> [EXERCISE INSTRUCTIONS]: Please reproduce word for word the part of the article on subtitle viewing that begins at the words "Five years ago, turning" and stops after the words "and into 2026.".

> [GIVEN PASSAGE]:
┄┄┄┄┄┄┄┄┄┄
Five years ago, turning on subtitles signaled either hearing loss or that you were watching something in a language you didn't speak. In 2026, it signals nothing — half of all viewers do it. Subtitles have become the default viewing mode for an entire generation, and the numbers behind that shift are more dramatic than most people realize.
I've pulled the cleanest data I could find from Preply, YouGov, Netflix's own self-reported viewing data, Ampere Analysis and several academic studies published in 2025. Here is what the actual numbers say about who watches with subtitles, why, and where the trend is headed.
The headline number: 50% of Americans, 70% of Gen Z
In Preply's 2024 survey of US viewers, 50% of respondents said they watch TV with subtitles most of the time. Not occasionally. Not when the audio is bad. Most of the time. That figure has held steady through 2025 and into 2026.
┄┄┄┄┄┄┄┄┄┄
> [EXTRACTED INFORMATION]:
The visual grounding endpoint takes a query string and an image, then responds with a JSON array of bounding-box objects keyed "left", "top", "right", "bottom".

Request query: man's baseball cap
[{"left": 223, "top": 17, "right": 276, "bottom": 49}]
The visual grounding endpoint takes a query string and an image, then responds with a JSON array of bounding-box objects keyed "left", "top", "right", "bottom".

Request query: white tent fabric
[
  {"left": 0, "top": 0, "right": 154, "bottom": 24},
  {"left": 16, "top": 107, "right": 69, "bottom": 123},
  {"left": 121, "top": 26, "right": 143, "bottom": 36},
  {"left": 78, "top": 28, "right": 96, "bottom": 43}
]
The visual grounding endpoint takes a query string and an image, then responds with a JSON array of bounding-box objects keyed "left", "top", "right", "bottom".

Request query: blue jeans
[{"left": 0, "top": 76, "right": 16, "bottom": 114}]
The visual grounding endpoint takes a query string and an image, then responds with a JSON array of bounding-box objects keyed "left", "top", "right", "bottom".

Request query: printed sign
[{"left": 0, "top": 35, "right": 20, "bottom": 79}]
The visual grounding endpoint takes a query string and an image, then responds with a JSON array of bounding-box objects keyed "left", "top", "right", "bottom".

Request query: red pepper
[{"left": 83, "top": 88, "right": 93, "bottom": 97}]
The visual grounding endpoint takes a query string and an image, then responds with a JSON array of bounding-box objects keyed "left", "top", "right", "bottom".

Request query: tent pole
┄┄┄┄┄┄┄┄┄┄
> [RESPONSE TO THIS TASK]:
Five years ago, turning on subtitles signaled either hearing loss or that you were watching something in a language you didn't speak. In 2026, it signals nothing — half of all viewers do it. Subtitles have become the default viewing mode for an entire generation, and the numbers behind that shift are more dramatic than most people realize.
I've pulled the cleanest data I could find from Preply, YouGov, Netflix's own self-reported viewing data, Ampere Analysis and several academic studies published in 2025. Here is what the actual numbers say about who watches with subtitles, why, and where the trend is headed.
The headline number: 50% of Americans, 70% of Gen Z
In Preply's 2024 survey of US viewers, 50% of respondents said they watch TV with subtitles most of the time. Not occasionally. Not when the audio is bad. Most of the time. That figure has held steady through 2025 and into 2026.